Copy out every line from the start of the rows down through the line containing "(265, 1002)", both ends included, without the pictures.

[Rows excerpted from a collection]
━━━━━━━━━━━━━━━━━━━━━━━━━━━━━━

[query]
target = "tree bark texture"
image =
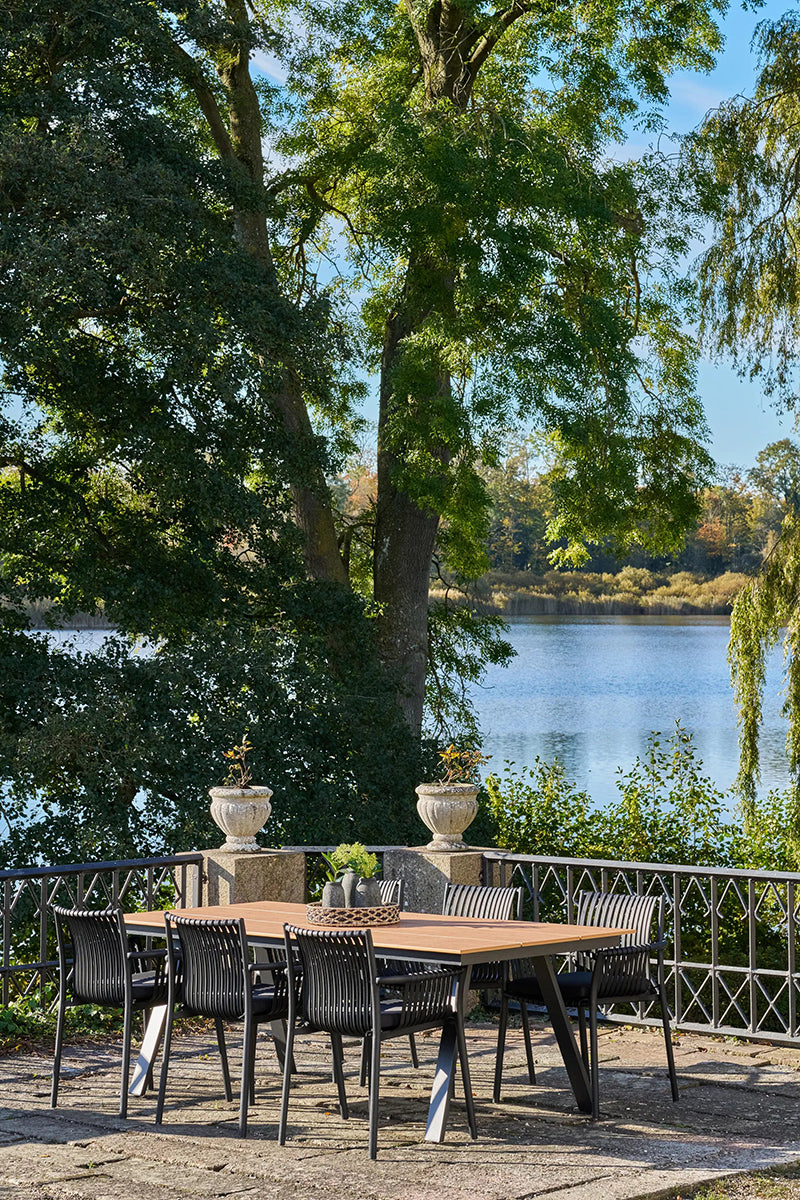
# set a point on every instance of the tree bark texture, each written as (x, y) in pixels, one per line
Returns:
(238, 139)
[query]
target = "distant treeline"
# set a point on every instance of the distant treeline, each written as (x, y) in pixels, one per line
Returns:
(739, 521)
(630, 591)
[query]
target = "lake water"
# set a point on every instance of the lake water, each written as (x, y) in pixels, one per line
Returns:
(589, 690)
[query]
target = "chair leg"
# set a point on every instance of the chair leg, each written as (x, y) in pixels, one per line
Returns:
(164, 1065)
(145, 1018)
(56, 1055)
(127, 1031)
(582, 1031)
(223, 1057)
(364, 1071)
(374, 1089)
(595, 1062)
(338, 1073)
(671, 1056)
(248, 1054)
(529, 1050)
(253, 1043)
(501, 1045)
(467, 1079)
(287, 1084)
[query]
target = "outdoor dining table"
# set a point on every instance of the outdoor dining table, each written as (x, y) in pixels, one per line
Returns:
(451, 941)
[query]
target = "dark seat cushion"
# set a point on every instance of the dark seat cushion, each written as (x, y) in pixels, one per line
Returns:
(145, 990)
(575, 987)
(265, 1002)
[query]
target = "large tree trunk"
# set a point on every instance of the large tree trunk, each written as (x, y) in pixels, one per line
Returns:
(404, 532)
(452, 51)
(238, 138)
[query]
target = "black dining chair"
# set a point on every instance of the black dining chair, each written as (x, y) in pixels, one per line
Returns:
(491, 904)
(341, 994)
(98, 966)
(482, 903)
(391, 892)
(211, 975)
(618, 975)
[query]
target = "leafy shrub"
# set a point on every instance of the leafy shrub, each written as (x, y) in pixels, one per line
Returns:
(668, 811)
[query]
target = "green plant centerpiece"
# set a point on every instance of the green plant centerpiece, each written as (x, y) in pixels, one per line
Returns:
(352, 877)
(238, 807)
(450, 804)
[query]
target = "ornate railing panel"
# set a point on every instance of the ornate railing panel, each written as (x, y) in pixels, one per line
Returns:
(732, 958)
(29, 960)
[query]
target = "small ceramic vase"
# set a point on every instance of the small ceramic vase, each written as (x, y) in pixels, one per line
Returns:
(334, 895)
(367, 894)
(349, 881)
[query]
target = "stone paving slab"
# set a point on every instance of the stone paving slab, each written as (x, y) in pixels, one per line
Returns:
(739, 1110)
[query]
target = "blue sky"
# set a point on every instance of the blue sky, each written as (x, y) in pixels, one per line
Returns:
(740, 419)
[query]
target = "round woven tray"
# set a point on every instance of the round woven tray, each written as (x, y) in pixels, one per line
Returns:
(352, 918)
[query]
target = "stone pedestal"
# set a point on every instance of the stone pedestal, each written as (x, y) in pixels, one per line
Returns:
(257, 875)
(426, 871)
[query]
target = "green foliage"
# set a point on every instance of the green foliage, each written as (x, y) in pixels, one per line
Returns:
(145, 469)
(765, 611)
(738, 521)
(463, 641)
(112, 754)
(667, 813)
(25, 1019)
(353, 857)
(743, 163)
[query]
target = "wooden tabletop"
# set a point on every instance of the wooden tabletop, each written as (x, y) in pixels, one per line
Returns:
(458, 940)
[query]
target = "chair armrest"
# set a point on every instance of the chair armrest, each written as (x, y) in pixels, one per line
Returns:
(146, 954)
(398, 982)
(281, 965)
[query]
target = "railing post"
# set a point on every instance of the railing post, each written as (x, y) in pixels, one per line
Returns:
(752, 951)
(715, 951)
(791, 964)
(42, 939)
(677, 949)
(6, 940)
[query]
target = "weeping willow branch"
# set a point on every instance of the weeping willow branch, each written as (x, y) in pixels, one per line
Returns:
(767, 609)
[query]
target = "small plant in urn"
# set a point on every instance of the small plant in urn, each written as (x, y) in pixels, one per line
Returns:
(449, 805)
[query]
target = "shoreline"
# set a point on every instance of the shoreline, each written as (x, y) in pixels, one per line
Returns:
(629, 593)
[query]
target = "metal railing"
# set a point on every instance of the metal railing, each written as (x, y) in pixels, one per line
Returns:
(29, 960)
(317, 868)
(732, 958)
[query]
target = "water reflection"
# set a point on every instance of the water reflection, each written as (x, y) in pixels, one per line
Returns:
(590, 690)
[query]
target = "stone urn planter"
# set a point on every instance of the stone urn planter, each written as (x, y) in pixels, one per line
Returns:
(240, 813)
(446, 809)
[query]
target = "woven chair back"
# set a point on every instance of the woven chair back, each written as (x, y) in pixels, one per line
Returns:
(212, 964)
(488, 904)
(338, 979)
(391, 892)
(98, 964)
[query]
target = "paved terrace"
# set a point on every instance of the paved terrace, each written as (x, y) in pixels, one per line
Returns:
(740, 1110)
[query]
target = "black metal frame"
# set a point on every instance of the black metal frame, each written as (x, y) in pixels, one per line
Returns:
(101, 971)
(210, 975)
(615, 975)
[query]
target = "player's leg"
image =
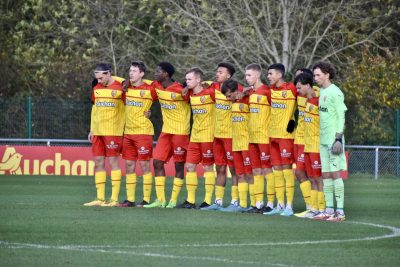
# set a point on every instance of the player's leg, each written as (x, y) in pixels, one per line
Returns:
(113, 150)
(207, 159)
(100, 175)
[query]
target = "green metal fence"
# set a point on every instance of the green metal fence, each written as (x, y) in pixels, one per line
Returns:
(51, 118)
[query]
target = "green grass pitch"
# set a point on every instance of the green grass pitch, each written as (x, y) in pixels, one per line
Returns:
(43, 223)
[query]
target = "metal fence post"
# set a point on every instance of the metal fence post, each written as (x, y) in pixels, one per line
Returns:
(29, 119)
(376, 162)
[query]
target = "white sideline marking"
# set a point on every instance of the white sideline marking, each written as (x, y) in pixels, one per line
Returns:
(395, 232)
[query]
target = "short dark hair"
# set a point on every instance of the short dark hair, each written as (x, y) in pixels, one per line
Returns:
(167, 67)
(326, 68)
(253, 66)
(279, 67)
(304, 78)
(306, 70)
(229, 85)
(228, 66)
(140, 65)
(103, 67)
(196, 71)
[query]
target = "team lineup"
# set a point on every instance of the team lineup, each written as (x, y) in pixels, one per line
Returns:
(251, 129)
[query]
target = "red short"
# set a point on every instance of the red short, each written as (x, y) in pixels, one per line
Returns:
(299, 157)
(281, 151)
(106, 146)
(223, 151)
(242, 162)
(313, 165)
(200, 152)
(260, 156)
(137, 147)
(169, 145)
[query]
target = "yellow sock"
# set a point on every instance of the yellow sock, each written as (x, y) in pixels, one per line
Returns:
(131, 186)
(321, 201)
(191, 186)
(235, 193)
(209, 186)
(147, 186)
(252, 195)
(314, 200)
(219, 192)
(178, 183)
(270, 187)
(279, 186)
(100, 180)
(289, 182)
(243, 188)
(115, 184)
(160, 188)
(306, 192)
(259, 188)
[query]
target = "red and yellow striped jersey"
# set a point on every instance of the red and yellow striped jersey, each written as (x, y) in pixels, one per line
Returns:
(283, 104)
(240, 124)
(260, 109)
(108, 110)
(138, 100)
(174, 108)
(311, 126)
(203, 109)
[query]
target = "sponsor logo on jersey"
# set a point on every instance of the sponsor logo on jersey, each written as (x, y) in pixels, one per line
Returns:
(278, 105)
(222, 106)
(199, 111)
(168, 106)
(133, 103)
(238, 119)
(105, 104)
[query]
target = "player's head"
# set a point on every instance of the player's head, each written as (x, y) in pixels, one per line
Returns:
(230, 89)
(253, 73)
(275, 74)
(102, 73)
(304, 83)
(225, 71)
(323, 72)
(304, 70)
(164, 70)
(193, 77)
(137, 71)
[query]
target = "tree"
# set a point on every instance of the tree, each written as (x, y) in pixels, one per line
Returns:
(295, 33)
(371, 91)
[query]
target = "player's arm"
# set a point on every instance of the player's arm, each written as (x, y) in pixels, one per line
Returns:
(340, 110)
(291, 124)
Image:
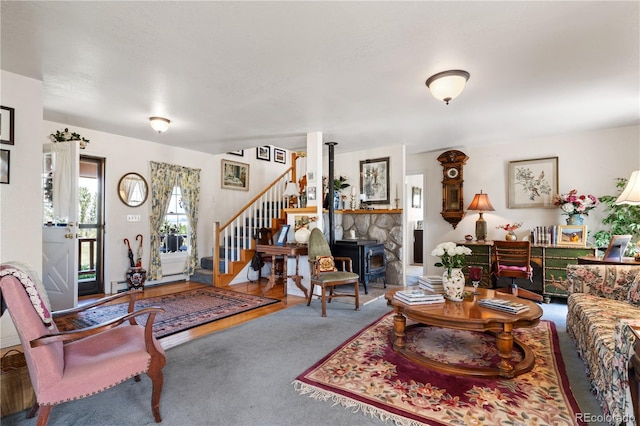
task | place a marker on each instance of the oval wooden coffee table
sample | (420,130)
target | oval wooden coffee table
(468,315)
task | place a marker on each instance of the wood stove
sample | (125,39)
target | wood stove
(368,257)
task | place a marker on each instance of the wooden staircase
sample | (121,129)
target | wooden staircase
(235,239)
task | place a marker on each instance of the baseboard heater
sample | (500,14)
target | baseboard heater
(121,286)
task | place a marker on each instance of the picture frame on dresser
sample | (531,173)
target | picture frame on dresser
(532,183)
(572,235)
(7,127)
(617,246)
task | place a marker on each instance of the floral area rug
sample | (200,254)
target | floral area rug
(366,375)
(183,310)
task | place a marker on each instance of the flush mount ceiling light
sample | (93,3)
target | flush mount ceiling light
(447,85)
(159,124)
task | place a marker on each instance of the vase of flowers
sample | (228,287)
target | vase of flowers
(452,257)
(574,205)
(510,228)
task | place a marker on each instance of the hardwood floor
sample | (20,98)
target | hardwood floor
(249,288)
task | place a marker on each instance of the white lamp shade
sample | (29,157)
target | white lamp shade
(631,193)
(447,85)
(159,124)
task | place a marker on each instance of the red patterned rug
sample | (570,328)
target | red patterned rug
(366,375)
(183,310)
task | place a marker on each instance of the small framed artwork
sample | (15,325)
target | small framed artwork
(617,246)
(374,180)
(416,197)
(263,153)
(279,155)
(572,235)
(532,183)
(282,236)
(311,193)
(4,165)
(7,125)
(235,175)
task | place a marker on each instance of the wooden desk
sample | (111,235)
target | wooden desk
(595,260)
(285,251)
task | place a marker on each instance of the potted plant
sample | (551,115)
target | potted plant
(622,219)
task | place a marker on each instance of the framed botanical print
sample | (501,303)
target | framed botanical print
(374,180)
(263,153)
(572,235)
(533,183)
(235,175)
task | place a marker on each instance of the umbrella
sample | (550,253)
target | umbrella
(129,253)
(139,252)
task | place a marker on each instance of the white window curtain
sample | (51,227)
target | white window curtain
(62,180)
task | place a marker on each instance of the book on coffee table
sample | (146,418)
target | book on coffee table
(417,297)
(504,305)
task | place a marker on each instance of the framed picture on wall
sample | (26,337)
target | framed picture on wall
(617,247)
(572,235)
(4,165)
(235,175)
(532,183)
(374,180)
(279,155)
(416,197)
(263,153)
(7,127)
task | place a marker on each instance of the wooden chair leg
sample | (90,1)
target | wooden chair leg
(324,301)
(34,410)
(43,416)
(357,291)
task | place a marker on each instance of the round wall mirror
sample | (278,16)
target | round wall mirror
(133,189)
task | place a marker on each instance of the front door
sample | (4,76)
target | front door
(59,233)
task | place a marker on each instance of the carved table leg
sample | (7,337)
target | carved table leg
(504,341)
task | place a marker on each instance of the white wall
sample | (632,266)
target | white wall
(588,162)
(20,207)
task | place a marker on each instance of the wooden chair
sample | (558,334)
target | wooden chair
(325,274)
(79,363)
(513,260)
(265,236)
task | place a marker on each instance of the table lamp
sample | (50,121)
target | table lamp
(481,204)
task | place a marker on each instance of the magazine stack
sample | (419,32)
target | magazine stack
(418,297)
(504,305)
(431,283)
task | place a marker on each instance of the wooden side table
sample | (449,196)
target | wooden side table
(285,251)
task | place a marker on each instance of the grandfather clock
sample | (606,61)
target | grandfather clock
(452,199)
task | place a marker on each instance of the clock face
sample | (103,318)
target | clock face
(452,173)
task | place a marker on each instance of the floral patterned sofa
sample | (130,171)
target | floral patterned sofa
(604,300)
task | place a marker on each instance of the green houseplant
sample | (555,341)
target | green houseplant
(622,219)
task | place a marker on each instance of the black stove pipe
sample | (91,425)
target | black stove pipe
(330,195)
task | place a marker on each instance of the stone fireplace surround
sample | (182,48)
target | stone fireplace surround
(382,225)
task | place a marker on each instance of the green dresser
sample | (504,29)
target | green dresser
(551,259)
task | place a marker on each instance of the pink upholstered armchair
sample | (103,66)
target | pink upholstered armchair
(64,366)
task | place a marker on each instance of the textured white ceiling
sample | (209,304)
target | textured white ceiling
(234,75)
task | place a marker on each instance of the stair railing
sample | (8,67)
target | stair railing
(230,239)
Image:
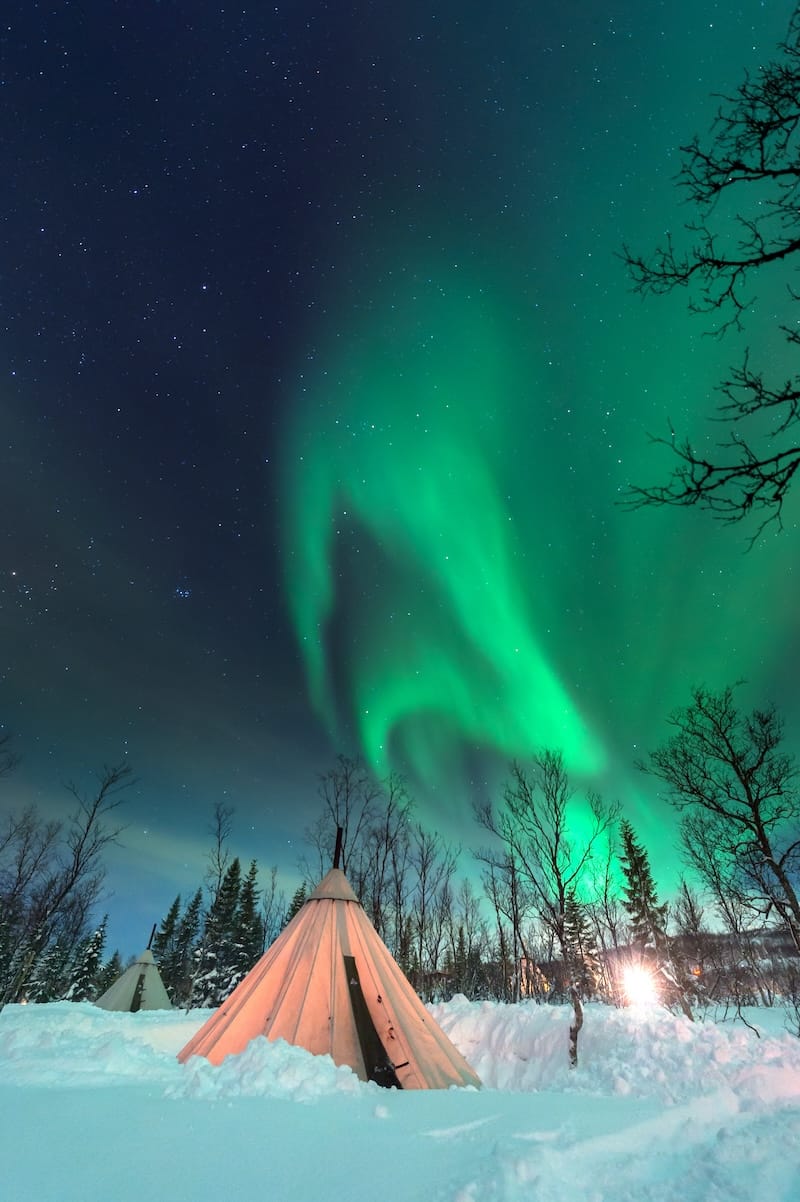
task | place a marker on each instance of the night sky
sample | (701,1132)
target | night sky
(322,380)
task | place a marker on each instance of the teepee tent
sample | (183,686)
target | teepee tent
(328,983)
(139,987)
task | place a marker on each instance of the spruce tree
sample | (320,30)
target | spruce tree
(109,971)
(166,950)
(583,958)
(646,917)
(186,953)
(249,928)
(85,965)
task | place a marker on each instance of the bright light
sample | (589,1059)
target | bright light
(639,986)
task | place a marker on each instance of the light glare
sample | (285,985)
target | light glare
(639,986)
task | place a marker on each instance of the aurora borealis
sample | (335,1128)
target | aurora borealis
(322,385)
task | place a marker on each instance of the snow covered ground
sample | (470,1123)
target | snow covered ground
(94,1106)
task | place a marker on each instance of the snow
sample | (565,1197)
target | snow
(95,1106)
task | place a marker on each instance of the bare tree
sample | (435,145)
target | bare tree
(51,876)
(751,165)
(726,772)
(533,827)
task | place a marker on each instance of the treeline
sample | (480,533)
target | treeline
(560,894)
(51,881)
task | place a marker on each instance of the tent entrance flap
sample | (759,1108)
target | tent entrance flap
(377,1064)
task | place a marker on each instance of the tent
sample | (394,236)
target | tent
(139,987)
(328,983)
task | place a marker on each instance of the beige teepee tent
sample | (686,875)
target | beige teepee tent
(328,983)
(139,987)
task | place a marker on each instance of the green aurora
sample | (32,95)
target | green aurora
(471,402)
(401,492)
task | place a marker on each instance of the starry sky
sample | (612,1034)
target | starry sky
(321,380)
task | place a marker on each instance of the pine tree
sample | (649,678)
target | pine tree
(215,967)
(48,975)
(584,967)
(186,952)
(249,927)
(648,918)
(296,904)
(167,951)
(109,971)
(85,965)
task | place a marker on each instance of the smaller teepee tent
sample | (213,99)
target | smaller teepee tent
(139,987)
(329,983)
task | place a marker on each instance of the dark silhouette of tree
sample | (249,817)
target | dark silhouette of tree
(296,904)
(646,916)
(9,757)
(648,921)
(536,834)
(581,954)
(748,166)
(738,792)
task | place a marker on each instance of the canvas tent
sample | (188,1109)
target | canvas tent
(328,983)
(139,987)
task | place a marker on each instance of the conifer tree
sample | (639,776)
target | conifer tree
(249,928)
(583,959)
(646,917)
(109,971)
(85,965)
(166,950)
(215,964)
(186,952)
(296,904)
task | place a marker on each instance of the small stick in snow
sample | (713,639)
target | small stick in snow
(574,1027)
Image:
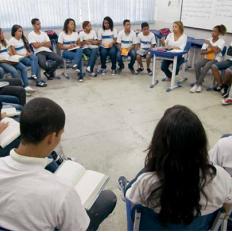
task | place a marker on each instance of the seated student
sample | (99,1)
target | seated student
(41,45)
(211,51)
(5,151)
(89,40)
(107,37)
(19,46)
(176,40)
(69,41)
(10,67)
(126,42)
(40,201)
(178,181)
(146,41)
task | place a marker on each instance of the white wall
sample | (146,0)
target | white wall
(168,11)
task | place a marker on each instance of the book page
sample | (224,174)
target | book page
(10,133)
(90,186)
(70,172)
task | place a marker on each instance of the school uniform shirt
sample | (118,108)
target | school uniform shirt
(107,36)
(180,43)
(220,43)
(67,39)
(218,191)
(146,41)
(18,45)
(88,36)
(221,154)
(32,198)
(126,40)
(4,50)
(42,37)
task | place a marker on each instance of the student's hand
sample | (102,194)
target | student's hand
(3,126)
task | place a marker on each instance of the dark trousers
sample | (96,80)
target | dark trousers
(166,63)
(49,67)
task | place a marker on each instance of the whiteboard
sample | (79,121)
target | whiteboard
(206,14)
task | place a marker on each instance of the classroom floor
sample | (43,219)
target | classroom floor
(110,122)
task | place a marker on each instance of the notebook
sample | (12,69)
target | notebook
(88,184)
(10,133)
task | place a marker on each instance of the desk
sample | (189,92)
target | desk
(166,55)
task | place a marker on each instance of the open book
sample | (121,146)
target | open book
(10,133)
(88,184)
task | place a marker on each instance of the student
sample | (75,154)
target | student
(19,46)
(89,40)
(217,70)
(176,40)
(13,68)
(107,37)
(69,41)
(41,45)
(211,52)
(178,182)
(40,201)
(126,46)
(146,40)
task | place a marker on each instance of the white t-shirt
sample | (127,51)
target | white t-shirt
(126,40)
(32,198)
(146,41)
(42,37)
(67,39)
(18,45)
(88,36)
(180,43)
(107,36)
(4,50)
(220,43)
(218,191)
(221,154)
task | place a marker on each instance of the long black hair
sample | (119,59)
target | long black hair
(25,41)
(110,21)
(66,22)
(178,154)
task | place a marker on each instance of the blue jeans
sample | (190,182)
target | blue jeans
(12,69)
(131,54)
(75,56)
(112,53)
(33,62)
(166,63)
(92,53)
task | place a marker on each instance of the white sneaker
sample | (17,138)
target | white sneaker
(193,89)
(199,89)
(29,89)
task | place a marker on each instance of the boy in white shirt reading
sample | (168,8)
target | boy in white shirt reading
(90,43)
(126,44)
(38,198)
(146,41)
(41,45)
(69,42)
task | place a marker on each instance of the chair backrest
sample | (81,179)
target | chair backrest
(143,218)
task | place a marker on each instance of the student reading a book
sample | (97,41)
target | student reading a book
(19,45)
(146,41)
(178,182)
(126,42)
(41,45)
(107,37)
(3,126)
(211,52)
(90,43)
(12,67)
(69,42)
(38,199)
(176,40)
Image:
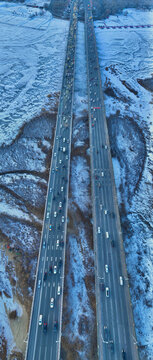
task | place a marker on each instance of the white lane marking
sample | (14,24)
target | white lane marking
(39,352)
(45,352)
(46,292)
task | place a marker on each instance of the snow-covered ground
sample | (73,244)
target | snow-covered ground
(126,57)
(32,53)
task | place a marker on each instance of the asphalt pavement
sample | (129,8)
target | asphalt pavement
(46,316)
(116,337)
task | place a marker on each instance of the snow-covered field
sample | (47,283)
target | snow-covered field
(126,60)
(32,53)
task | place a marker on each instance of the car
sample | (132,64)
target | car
(40,320)
(39,283)
(45,327)
(45,275)
(51,303)
(55,269)
(112,243)
(102,286)
(111,345)
(62,243)
(106,268)
(60,262)
(106,333)
(123,354)
(98,230)
(107,291)
(55,327)
(121,280)
(50,269)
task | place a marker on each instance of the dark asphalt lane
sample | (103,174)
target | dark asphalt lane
(46,345)
(113,312)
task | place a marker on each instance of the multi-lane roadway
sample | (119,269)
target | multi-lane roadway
(115,327)
(116,337)
(46,316)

━━━━━━━━━━━━━━━━━━━━━━━━━━━━━━

THE RESPONSE:
[query]
target = "tree bark texture"
image =
# set a point on every instance of the tree bark texture, each written as (x, y) in pixels, one per line
Returns:
(238, 139)
[query]
target = "distant treeline"
# set a point on every instance of the distant treeline, each written as (x, y) in pixels, one per line
Returns:
(739, 521)
(630, 591)
[query]
target = "lake water"
# set a point on every instance of the lake water, each written as (x, y) in pixels, one per line
Returns:
(589, 690)
[query]
target = "chair leg"
# set a point on every instance of the chair leg, each written as (x, y) in pixels, one per line
Returns:
(164, 1065)
(145, 1018)
(56, 1055)
(127, 1031)
(582, 1031)
(223, 1057)
(364, 1071)
(374, 1089)
(595, 1062)
(338, 1073)
(671, 1056)
(248, 1054)
(529, 1050)
(253, 1043)
(501, 1045)
(467, 1079)
(287, 1084)
[query]
target = "outdoor dining table"
# set a point on every instance of the outdoor dining table, each written as (x, y) in pixels, one per line
Returns:
(451, 941)
[query]
target = "dark seat cushion"
# set a point on every instance of the dark seat cushion, each written as (x, y) in pixels, one per line
Returns:
(145, 990)
(575, 987)
(265, 1002)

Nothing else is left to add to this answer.